- WRITTEN PROBLEM
Rewrite the records below with each "woman's hand" changed to "person's hand" and everything else left the same, and don't include the pictures.

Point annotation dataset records
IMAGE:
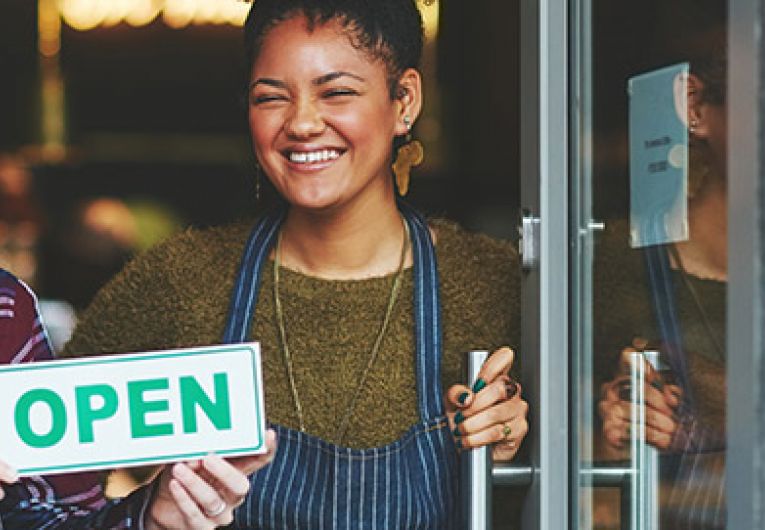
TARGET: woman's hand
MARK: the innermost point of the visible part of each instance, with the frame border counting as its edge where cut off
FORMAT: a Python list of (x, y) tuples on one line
[(660, 402), (492, 412), (8, 475), (202, 494)]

- ANSWER BELOW
IMAGE:
TARGET: person's hand
MARK: the innermost point of the visible part of each instance, with the frame border counting as its edge where cut off
FORMAT: a Python list of (x, y) tuples on one line
[(660, 402), (492, 412), (8, 475), (202, 494)]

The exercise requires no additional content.